[begin Input]

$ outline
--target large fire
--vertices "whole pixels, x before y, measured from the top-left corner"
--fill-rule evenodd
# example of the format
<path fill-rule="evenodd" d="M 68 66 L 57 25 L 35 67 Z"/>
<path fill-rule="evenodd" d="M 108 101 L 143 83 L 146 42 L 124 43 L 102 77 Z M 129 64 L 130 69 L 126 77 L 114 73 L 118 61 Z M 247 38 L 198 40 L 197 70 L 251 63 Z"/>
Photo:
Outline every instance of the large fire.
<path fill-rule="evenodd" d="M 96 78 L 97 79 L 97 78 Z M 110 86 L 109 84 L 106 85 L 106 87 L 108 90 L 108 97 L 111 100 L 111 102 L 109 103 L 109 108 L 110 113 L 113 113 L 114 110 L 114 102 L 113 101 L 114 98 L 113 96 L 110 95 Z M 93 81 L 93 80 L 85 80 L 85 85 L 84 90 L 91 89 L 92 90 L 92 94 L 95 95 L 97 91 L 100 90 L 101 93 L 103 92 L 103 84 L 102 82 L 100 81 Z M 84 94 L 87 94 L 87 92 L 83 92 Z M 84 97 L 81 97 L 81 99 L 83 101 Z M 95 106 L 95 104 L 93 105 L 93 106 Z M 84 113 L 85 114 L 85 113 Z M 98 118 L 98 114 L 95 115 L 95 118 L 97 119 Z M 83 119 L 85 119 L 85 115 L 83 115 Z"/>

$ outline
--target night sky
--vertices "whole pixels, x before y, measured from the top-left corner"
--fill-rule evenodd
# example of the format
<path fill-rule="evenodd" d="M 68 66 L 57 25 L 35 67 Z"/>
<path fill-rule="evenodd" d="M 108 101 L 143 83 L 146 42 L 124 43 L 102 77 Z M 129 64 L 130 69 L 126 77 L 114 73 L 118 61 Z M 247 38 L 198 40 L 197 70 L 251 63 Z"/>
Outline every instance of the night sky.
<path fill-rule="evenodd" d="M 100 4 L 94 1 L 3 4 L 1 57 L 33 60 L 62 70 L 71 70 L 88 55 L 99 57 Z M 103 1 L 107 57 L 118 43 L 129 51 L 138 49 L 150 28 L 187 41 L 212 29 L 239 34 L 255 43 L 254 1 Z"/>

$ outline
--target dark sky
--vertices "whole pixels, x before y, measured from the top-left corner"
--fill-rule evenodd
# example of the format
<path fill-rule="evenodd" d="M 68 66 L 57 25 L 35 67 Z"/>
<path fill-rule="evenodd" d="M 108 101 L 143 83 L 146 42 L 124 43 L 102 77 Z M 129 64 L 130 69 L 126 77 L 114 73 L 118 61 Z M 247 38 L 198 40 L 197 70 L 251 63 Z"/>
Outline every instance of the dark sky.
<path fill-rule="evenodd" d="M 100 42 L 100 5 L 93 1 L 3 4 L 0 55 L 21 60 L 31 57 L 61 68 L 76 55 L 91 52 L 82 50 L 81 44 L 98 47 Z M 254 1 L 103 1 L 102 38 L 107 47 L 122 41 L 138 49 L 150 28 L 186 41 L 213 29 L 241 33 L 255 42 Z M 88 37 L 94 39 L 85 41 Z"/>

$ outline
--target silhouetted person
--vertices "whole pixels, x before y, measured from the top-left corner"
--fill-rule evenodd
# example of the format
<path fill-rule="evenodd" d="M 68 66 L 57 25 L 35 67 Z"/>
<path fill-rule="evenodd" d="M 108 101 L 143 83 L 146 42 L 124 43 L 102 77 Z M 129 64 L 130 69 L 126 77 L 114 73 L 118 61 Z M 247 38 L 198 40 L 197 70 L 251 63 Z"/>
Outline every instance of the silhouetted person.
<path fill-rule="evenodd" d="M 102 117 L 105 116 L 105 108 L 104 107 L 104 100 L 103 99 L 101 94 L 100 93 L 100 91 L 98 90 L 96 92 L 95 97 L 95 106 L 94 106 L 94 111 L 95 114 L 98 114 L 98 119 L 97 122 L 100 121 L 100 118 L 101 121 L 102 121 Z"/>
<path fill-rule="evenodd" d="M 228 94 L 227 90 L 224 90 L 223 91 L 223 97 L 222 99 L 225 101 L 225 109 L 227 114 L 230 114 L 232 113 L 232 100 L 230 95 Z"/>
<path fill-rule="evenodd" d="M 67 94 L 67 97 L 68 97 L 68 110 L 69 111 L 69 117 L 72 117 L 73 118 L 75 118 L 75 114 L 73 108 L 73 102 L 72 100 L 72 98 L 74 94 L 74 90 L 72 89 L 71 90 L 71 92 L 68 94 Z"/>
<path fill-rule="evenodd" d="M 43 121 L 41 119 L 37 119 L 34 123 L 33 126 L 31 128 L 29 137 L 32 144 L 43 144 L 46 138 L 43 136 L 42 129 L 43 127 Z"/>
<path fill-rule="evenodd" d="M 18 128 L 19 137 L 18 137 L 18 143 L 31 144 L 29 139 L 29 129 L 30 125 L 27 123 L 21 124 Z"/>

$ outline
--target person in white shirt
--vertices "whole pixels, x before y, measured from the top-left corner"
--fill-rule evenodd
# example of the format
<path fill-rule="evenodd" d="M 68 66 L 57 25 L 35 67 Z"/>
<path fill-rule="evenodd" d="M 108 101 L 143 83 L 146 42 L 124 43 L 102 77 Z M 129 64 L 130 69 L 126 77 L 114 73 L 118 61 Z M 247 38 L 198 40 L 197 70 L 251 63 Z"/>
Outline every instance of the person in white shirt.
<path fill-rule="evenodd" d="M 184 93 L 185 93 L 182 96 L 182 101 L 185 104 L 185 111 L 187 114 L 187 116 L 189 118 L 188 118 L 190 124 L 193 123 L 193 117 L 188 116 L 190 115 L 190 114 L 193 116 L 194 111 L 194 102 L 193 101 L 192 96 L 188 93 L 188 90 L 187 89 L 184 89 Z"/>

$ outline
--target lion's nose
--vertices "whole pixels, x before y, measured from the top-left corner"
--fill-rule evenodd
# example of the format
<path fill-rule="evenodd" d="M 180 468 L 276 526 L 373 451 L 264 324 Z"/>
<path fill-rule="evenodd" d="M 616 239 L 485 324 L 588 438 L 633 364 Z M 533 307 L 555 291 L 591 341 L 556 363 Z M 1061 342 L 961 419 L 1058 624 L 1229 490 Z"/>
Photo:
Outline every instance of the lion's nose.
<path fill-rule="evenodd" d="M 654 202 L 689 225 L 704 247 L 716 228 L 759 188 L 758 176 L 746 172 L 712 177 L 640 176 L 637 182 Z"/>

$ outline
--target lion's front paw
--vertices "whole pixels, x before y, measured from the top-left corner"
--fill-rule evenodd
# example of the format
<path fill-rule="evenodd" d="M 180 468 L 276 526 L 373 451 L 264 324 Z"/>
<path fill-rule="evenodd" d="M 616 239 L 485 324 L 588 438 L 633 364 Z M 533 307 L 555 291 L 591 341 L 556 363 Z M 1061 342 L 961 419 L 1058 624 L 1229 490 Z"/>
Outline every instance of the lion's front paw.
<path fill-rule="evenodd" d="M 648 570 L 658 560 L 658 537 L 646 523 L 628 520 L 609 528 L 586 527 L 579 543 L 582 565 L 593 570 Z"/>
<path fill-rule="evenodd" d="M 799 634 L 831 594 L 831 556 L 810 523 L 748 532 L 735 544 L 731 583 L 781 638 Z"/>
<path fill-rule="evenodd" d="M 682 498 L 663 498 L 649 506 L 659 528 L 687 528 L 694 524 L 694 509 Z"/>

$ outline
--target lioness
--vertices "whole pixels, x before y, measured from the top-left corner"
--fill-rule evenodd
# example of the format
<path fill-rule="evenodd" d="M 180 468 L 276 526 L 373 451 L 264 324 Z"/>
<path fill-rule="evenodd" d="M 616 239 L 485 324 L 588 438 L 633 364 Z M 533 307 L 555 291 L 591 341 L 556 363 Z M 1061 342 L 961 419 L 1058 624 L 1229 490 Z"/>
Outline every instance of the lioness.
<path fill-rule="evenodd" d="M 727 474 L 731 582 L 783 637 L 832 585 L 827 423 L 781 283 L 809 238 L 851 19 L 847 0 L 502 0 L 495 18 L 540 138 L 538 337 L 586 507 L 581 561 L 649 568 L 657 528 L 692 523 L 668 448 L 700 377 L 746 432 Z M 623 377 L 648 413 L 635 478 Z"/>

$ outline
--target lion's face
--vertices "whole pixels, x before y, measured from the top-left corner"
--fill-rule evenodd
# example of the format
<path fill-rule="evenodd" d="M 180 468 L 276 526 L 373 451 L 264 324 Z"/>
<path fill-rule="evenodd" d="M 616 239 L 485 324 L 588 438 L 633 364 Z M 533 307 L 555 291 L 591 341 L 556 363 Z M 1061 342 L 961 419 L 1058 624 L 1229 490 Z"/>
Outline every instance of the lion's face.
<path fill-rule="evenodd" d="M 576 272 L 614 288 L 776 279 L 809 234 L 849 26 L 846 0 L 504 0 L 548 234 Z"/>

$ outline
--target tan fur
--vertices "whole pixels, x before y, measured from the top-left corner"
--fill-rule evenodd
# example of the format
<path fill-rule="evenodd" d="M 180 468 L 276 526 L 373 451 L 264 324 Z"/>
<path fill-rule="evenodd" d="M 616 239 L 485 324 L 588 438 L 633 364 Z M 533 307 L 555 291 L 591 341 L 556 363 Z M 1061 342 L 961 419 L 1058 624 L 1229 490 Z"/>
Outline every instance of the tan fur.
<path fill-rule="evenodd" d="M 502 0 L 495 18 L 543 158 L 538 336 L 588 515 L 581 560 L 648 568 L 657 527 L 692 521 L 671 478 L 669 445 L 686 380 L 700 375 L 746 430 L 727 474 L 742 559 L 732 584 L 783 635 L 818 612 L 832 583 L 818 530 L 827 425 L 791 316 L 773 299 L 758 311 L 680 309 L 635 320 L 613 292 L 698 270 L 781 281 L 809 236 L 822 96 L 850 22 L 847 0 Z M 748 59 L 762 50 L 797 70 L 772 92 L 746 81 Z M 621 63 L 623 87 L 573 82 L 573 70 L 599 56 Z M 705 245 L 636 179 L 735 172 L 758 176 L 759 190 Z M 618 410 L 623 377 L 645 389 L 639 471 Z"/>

[end Input]

Extract each line of the data above that contains the string "front". Case counts.

--target lion's front paw
Outline every instance of the lion's front paw.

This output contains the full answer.